*Document passage*:
[start]

# anybody still burning



## mrhaney (Apr 7, 2010)

im still burning although temps have been in 70-80 for almost 2 weeks ,i know its going to get cold again and have used 0 gas this year and want to keep it that way the gas co came to make sure my meter had not been tampered with ,weve been heating all our hot water and i had to turn the valves off to the furnace coil because weve used a/c last 2 days,but its easier to keep the boiler runing, im burning about 20 lbs of coal a day and havent servicedthe hopper for 15 days she just sits down there and idles plan on shutting down may 1  for the season


----------



## Nofossil (Apr 7, 2010)

Probably lit my last fire last night. Don't need it for the house, but need it for the DHW and hot tub. Probably wouldn't have bothered, but I'd like to get rid of the wood in the basement so I can sweep up. I'll get 300 kBTU into storage and that should last into next week.

With the solar hot water panels that I have, I can't start using them until after the last frost - a bit early yet.


----------



## ikessky (Apr 7, 2010)

I've been running my NG furnace for a few weeks now.  If I had a boiler, I would have probably do like you guys and kept it going, but the forced air wood furnace I have just makes the house too warm.  Besides, the NG furnace has only been kicking on at night a few times a night.

[end]

*Short exercise*:
Pick up the forum thread on spring heating after its last post and continue it. The listing that comes next is separate material and not part of the forum thread on spring heating.

*Data excerpt*:

[start]

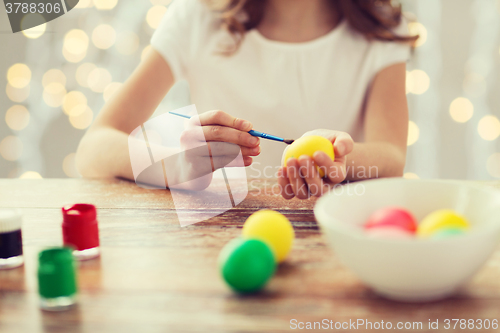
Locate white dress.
[151,0,410,178]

[end]

*Response below*:
----------



## AndrewChurchill (Apr 7, 2010)

I'm still burning, but I have a pellet boiler.  I'm going to run it until I run out of pellets.


----------



## webie (Apr 7, 2010)

Yep in fact I just lit the solo 60 just afew minutes ago . Just got 1.6 inches of rain here the last day and talking only highs around 50 the next two days and cloudy and rain . My storage was down to  about 145 so I will give it a good charge up and be good again for a few days .


----------



## ISeeDeadBTUs (Apr 7, 2010)

No storage here, but yes still burning.


----------



## muncybob (Apr 7, 2010)

Have not had a fire since last week. Temps are way too high and boiler in basement will make living room way too warm right now(supposed to hit 88 today, 3rd straight record breaking temp day)...but, pre-summer is about over as temps won't get out of 50's on Saturday so she'll get fired up again. Was really weird sitting on the deck last night @ 8pm in t-shirt, shorts and no shoes!


----------



## wantstoburnwood (Apr 7, 2010)

The house was cold this morning so just a small fire to dry out the cellar and warm the house up  . No storage here


----------



## WoodNotOil (Apr 7, 2010)

I have been burning a single load every few days for DHW.  When I am around to reload and get a long enough burn to heat the entire storage up, then I will be able to go longer between burns.  I never stop burning, just more space between fires in the shoulder and summer...


----------



## ihookem (Apr 7, 2010)

One load yesterday, day before and two loads a day for the rest of the week. 27 * and snow tomorrow night. Winter out der boys.


----------



## Rory (Apr 8, 2010)

Basically, what WoodNotOil said  It never ends, it just slows down for a spell


----------



## Gary S (Apr 8, 2010)

I been starting a small fire most evenings for a while now. There were a few days I didn't. The night temps are going to be in the 20 for a few night now so I'm glad I didn't shut it down.


----------



## maplewood (Apr 8, 2010)

Keeping a small fire on, occasionally letting it go out.  Pre-heating the DHW, and keeping the chill out of the basement area.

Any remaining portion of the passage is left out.